*** Opening RAW DATA ***

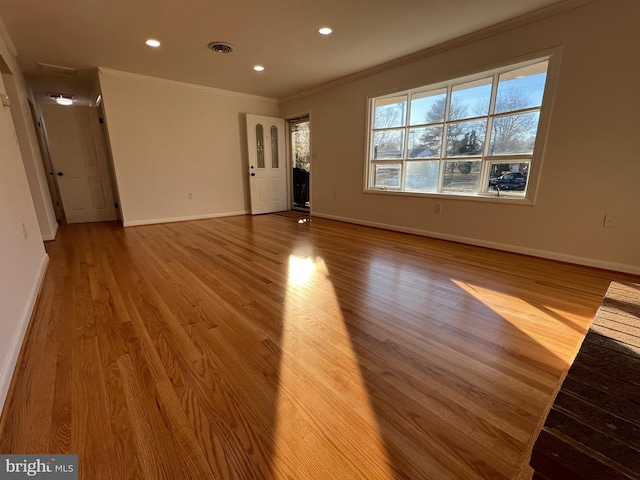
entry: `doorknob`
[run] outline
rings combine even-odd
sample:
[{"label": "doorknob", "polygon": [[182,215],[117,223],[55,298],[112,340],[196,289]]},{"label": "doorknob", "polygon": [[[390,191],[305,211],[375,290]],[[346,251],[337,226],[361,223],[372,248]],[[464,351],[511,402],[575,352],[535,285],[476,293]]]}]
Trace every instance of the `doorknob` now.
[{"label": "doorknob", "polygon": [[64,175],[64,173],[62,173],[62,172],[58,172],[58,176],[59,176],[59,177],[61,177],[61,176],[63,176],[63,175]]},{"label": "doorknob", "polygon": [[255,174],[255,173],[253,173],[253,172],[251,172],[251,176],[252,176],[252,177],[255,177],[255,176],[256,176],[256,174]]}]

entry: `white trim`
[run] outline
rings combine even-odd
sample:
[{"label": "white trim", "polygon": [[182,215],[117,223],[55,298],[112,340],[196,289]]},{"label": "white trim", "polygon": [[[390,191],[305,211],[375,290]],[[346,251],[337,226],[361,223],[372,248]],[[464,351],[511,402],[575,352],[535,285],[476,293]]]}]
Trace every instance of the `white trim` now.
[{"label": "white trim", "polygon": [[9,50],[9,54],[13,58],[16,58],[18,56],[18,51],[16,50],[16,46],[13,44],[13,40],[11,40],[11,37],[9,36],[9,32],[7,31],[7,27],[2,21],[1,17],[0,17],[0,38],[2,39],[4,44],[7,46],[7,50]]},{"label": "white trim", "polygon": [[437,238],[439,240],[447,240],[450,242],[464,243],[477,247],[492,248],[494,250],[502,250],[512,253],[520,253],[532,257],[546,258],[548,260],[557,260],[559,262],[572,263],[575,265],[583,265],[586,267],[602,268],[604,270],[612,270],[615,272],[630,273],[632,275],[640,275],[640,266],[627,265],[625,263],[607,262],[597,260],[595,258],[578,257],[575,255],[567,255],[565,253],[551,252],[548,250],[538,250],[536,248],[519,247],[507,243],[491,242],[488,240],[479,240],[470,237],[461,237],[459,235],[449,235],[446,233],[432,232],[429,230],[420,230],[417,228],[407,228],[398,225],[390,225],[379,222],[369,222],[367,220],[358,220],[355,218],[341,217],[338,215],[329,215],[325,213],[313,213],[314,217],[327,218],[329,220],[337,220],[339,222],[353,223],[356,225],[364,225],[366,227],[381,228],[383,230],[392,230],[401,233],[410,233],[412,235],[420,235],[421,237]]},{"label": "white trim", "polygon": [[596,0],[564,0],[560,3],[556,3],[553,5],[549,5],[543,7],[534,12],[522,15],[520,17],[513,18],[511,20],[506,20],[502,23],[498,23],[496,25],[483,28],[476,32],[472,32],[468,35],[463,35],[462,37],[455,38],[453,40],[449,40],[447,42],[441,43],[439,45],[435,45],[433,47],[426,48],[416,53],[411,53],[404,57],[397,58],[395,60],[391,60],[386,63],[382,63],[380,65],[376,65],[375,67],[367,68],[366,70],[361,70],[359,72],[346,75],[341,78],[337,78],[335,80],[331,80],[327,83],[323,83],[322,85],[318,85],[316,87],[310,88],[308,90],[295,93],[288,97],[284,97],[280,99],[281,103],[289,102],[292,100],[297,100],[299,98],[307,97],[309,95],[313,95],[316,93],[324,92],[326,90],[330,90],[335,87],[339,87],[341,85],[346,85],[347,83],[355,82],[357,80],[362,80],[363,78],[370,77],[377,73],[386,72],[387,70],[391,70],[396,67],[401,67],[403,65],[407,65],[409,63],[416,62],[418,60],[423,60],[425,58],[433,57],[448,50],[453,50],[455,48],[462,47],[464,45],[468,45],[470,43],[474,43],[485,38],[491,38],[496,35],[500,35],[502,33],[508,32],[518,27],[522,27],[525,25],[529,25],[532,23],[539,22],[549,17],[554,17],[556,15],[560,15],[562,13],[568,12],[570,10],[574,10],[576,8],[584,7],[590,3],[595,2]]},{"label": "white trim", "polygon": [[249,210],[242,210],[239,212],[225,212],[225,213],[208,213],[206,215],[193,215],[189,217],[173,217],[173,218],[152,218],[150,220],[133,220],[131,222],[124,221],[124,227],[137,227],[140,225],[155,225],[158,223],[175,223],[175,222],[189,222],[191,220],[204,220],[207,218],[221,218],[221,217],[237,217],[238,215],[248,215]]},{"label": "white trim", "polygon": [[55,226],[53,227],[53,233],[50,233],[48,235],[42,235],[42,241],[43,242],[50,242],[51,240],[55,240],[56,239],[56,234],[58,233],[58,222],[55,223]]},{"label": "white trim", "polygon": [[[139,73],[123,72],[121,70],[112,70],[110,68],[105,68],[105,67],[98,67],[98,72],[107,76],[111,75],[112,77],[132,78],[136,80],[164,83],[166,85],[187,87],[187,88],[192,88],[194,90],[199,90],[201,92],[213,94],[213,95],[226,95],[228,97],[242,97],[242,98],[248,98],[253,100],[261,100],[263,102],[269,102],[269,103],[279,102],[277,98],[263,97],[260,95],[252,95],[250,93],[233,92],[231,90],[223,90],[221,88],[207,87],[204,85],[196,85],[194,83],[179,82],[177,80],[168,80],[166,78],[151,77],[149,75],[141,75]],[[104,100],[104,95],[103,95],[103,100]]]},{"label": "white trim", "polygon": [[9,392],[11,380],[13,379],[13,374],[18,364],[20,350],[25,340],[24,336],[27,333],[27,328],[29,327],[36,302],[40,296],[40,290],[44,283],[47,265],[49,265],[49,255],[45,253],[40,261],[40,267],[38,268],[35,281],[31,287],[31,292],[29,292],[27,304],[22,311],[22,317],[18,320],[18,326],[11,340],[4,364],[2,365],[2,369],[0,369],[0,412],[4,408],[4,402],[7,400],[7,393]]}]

*** Closing RAW DATA ***
*** Opening RAW DATA ***

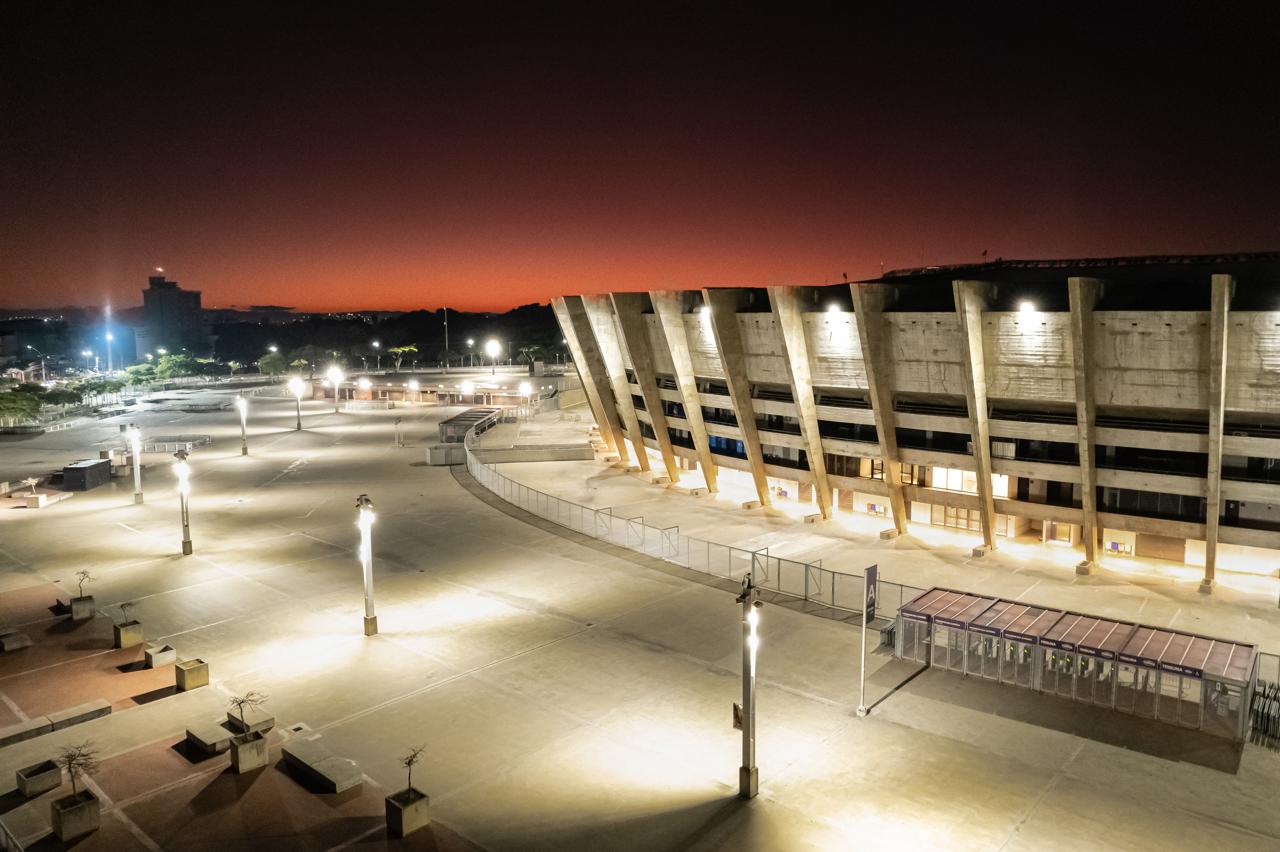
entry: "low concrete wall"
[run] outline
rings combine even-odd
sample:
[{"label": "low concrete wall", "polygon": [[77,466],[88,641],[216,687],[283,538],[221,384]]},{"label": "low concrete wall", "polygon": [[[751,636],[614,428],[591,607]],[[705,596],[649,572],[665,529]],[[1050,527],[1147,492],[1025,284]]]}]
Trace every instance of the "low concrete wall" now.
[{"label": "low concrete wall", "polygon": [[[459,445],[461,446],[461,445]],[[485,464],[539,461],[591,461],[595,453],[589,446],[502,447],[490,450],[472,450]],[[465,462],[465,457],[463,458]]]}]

*** Closing RAW DATA ***

- **TASK DIRECTIONS**
State how many lines in the data include the string "entry". Nothing else belongs in the reply.

- **REPLY TO THE EXERCISE**
3